> **Текст для анализа**:

##########

Разговор с близким другом происходил у меня дома, в Москве, в 1976 году. Мы сидели в моём кабинете, на мягких креслах финского гарнитура, по стенам стояли красивые полки с собранной мной богатой библиотекой, мы пили армянский коньяк, который дарили мне благодарные за операции пациенты. И обстановка, и условия моей жизни были самые привилегированные по стандартам той жизни. Это было за пятнадцать лет до падения коммунизма и развала Советского Союза, и тогда никто не мог предсказать, какие великие изменения наступят вскоре на русской земле. Мы их тогда не ждали.
В той обстановке было действительно дико думать, что нужно всё это бросать. Но в той ситуации уехать оттуда было единственным выходом из моего положения. Желание эмигрировать было опасное, в этом мой друг был прав. Но это было наше с Ириной продуманное решение, и оно вытекало не только из эмоциональной реакции, было не только бегством от преследования коммунистов. Всё было ещё глубже: мы по-настоящему устали там жить, нам надоели бесконечные ограничения, запрещения, постоянные подстёгивания, непрекращающиеся унижения. Мы хотели быть свободными людьми, людьми мира, который почти не знали.
Мы принадлежали к поколению московских интеллигентов, которые долго страдали, прямо или косвенно, в ожидании социальных улучшений для всего советского общества. Мы были детьми тех, кого сотнями тысяч арестовывали, мучили и убивали коммунистические опричники КГБ; наши отцы и братья, и даже некоторые из нас самих, были победителями в недавней Отечественной войне и заслужили для своих людей лучшую жизнь. Нам хотелось, чтобы кончилась эпоха засилья партии с её абсурдной пропагандой, в которую никто не верил, чтобы прекратилась алогичная холодная война с Западом, забиравшая все силы и ресурсы страны. Коммунисты сдавливали горло страны, а мы хотели свободы и лучшей жизни и — отчаялись ждать.
Мы с Ириной не «преклонялись перед Западом», с которым и не были знакомы. Один только раз ездили мы в Югославию, по протекции министра внутренних дел, моего пациента. Но мы были то, что называлось антисоветчики, и наш 19-летний сын, студент-медик, вырастал под этим влиянием. Деньги я успешно зарабатывал хирургией и публикацией стихов, но только самых аполитичных — для детей (свои антисоветские я прятал в стол). И за это я был «допущен в умеренно-благополучную ничтожно-покорную жизнь», как писал Солженицын. Но вот, совершенно неожиданно и неоправданно, меня стали выживать с работы. Не в моём характере было сдаваться, я привык — достигать. И я решил, что если они меня не ценят, то они меня недостойны.
Хотя я не был верующим, но читал Библию и любил библейские мифы — великие темы интеллектуальной истории человека. Я находил в них много практической мудрости. В одном из них праведный старик Ной, живший среди распутников и безобразников, услышал Голос, велевший ему строить ковчег. Ной не знал, чей голос, и не знал, зачем его строить. Но послушался и построил ковчег. И поэтому спасся от потопа, насланного на грешную землю. И вот я стал думать: атака на меня — это ведь тоже как голос-сигнал мне! Надо уметь слушать Голос — надо уезжать и спасаться.

##########

> **Задание**: Почему, согласно тексту для анализа, решение эмигрировать было не только бегством от преследования коммунистов?

##########

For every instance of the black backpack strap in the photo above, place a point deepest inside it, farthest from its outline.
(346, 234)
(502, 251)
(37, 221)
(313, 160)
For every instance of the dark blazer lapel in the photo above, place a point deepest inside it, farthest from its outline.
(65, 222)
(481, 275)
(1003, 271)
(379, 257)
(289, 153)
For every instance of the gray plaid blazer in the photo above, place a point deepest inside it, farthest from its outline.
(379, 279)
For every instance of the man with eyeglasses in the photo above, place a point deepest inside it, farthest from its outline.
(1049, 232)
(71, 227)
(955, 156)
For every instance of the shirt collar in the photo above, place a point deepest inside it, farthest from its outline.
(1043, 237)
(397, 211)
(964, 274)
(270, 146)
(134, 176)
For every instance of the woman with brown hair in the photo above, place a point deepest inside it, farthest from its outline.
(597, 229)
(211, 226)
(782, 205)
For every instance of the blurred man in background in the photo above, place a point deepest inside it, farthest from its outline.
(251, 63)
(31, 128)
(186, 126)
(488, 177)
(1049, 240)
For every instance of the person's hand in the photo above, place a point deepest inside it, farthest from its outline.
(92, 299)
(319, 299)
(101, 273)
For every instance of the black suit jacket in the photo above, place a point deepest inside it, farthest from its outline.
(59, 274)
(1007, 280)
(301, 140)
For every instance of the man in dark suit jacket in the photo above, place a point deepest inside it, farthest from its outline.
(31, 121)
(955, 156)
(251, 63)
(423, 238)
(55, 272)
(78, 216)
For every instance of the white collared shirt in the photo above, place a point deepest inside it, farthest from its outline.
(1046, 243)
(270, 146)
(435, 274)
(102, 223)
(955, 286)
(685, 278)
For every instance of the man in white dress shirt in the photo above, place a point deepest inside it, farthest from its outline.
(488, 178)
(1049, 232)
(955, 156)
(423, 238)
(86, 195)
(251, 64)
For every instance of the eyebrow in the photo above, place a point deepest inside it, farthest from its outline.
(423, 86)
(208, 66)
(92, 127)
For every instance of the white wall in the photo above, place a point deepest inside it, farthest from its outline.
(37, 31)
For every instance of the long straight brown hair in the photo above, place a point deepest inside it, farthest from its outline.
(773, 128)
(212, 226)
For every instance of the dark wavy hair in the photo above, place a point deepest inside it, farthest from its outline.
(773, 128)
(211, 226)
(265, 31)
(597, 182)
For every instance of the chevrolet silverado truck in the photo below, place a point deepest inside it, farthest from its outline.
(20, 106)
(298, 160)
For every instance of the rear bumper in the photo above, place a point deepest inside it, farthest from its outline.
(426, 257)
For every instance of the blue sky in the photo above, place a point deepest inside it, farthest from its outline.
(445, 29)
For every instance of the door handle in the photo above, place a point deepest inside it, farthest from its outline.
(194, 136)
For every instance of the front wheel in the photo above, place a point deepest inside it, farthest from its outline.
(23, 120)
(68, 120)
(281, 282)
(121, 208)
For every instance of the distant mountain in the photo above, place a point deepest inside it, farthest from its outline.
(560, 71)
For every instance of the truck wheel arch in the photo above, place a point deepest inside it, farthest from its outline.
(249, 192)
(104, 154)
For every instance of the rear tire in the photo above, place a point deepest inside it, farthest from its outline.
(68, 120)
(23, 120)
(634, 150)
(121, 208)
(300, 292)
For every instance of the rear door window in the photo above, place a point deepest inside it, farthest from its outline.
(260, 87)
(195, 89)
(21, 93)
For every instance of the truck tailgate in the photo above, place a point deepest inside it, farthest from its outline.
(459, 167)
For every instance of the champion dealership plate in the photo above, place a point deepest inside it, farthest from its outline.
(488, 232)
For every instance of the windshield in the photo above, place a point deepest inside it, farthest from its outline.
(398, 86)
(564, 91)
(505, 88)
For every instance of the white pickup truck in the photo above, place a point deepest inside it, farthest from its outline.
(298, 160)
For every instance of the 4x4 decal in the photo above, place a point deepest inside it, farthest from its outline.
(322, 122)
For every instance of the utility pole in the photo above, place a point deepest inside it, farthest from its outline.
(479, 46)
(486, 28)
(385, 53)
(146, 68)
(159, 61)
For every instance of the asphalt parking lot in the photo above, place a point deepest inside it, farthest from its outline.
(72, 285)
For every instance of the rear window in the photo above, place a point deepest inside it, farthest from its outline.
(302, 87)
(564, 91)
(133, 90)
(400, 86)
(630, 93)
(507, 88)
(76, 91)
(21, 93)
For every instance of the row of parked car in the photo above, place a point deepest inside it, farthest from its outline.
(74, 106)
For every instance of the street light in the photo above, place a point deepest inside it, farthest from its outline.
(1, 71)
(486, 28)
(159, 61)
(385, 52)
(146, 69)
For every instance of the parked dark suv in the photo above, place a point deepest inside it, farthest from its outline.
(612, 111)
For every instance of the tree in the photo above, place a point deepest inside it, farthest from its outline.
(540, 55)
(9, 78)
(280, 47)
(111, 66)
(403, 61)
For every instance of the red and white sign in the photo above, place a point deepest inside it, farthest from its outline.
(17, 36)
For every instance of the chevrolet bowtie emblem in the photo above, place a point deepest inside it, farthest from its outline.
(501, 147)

##########

> **Ответ**: Причина была глубже. Рассказчик и Ирина по-настоящему устали там жить, им надоели бесконечные ограничения, запрещения, постоянные подстёгивания и непрекращающиеся унижения. Они хотели быть свободными людьми, людьми мира, который почти не знали.